▶ WORK TO COMPLETE:
1. Retype the stretch of the article on the UK rail strikes from "LONDON – The" through "economist Christopher Pissarides.".
2. Name every matter on which, according to the article on the UK rail strikes, talks with the train companies failed to reach agreement.

▶ GIVEN TEXT:
──────────────────────────────
Labor market ‘worse than 1970s due to UK strikes’

A normally busy Waterloo Station is nearly empty in London on 21 June 2022 as the biggest railway strike in over 30 years hits the UK.

Ben Stansall | Afp | Getty Images

LONDON – The job market is “worse than the 1970s,” with massive rail strikes in the UK a sign of things to come, according to Nobel laureate economist Christopher Pissarides.

British RMT Union confirmed Monday that the planned railway strikes will continue this week after talks with the train companies failed to agree on jobs, wages and conditions. About four-fifths of the trains are being cancelled, with more strikes planned later this month and into July.

Pissarides, a Regius professor of economics at the London School of Economics, told CNBC on Tuesday that labor markets are going through “some of the toughest periods” he has seen.

“It’s even worse than it was in the 1970s, in that we have to make greater adjustments in the labor markets. We have new technologies that bring automation and in fact the union leaders are complaining about job losses, about counters – that’s because of the new technologies,” he said.

In addition, economies around the world are experiencing rising inflation, especially when it comes to food and energy, largely as a result of the war in Ukraine.
──────────────────────────────
▶ MATERIAL:

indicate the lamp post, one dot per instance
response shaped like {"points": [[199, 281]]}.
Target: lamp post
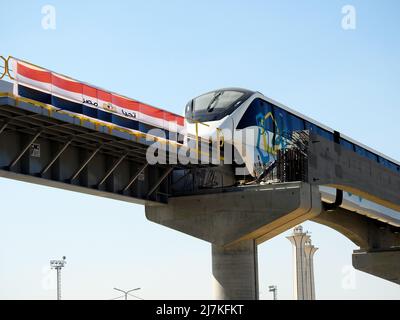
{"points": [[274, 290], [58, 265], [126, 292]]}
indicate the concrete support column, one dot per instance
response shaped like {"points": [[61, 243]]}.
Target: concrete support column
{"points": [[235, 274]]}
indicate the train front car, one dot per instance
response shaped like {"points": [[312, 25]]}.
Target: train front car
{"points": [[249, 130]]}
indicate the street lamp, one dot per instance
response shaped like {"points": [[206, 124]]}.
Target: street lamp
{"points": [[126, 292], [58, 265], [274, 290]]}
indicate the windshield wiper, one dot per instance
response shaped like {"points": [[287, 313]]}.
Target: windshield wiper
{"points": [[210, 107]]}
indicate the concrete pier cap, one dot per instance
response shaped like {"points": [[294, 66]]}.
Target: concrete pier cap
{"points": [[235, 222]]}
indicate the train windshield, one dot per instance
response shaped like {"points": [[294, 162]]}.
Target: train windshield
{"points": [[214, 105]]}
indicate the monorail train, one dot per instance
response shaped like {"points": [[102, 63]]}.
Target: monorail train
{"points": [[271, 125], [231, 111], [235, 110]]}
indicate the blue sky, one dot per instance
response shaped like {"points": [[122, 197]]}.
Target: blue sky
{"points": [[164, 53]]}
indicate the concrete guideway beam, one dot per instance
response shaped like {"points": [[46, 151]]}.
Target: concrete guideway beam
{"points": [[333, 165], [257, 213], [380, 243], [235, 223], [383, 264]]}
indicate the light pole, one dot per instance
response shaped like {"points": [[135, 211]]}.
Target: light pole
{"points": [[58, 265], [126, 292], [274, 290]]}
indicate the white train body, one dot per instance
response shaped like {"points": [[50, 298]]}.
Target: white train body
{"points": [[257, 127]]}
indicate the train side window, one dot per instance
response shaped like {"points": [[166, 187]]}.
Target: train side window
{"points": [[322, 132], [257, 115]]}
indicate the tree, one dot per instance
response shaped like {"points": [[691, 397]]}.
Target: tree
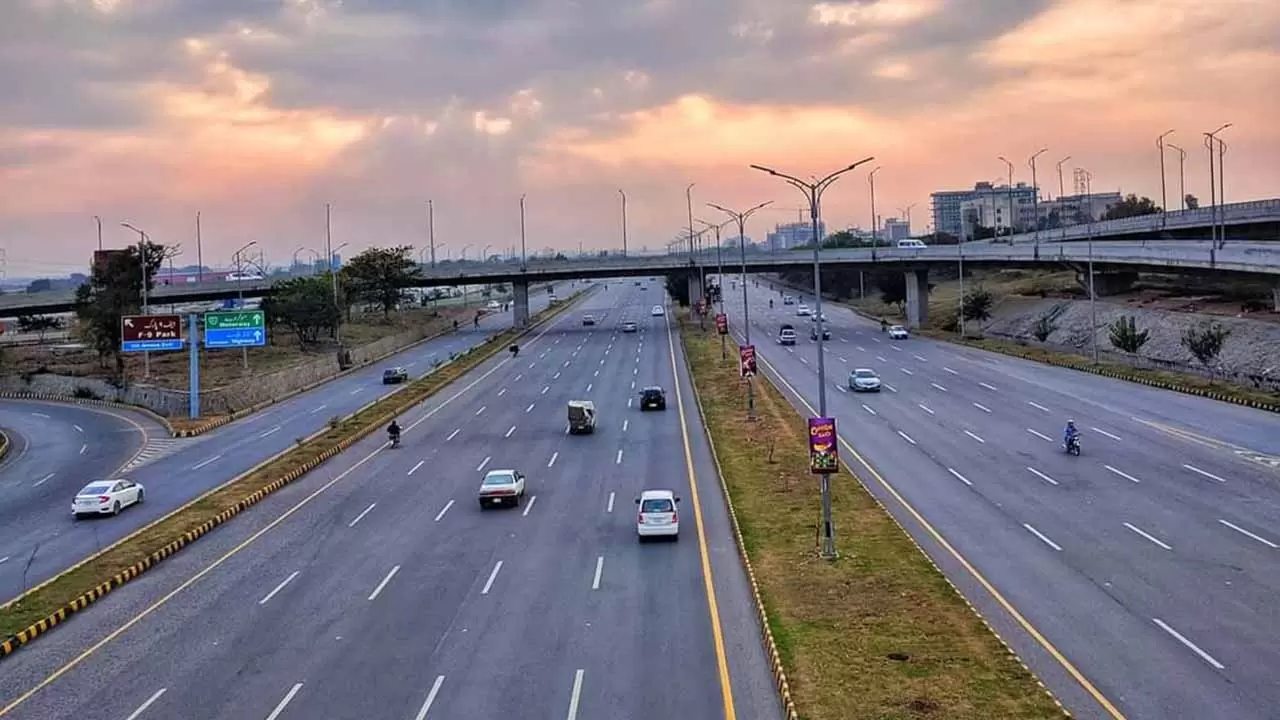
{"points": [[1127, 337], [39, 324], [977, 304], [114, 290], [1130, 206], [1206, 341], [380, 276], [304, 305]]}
──────────────────────────────
▶ RESULTS FOR EACH TASK:
1.
LONDON – The job market is “worse than the 1970s,” with massive rail strikes in the UK a sign of things to come, according to Nobel laureate economist Christopher Pissarides.

2. Jobs, wages and conditions.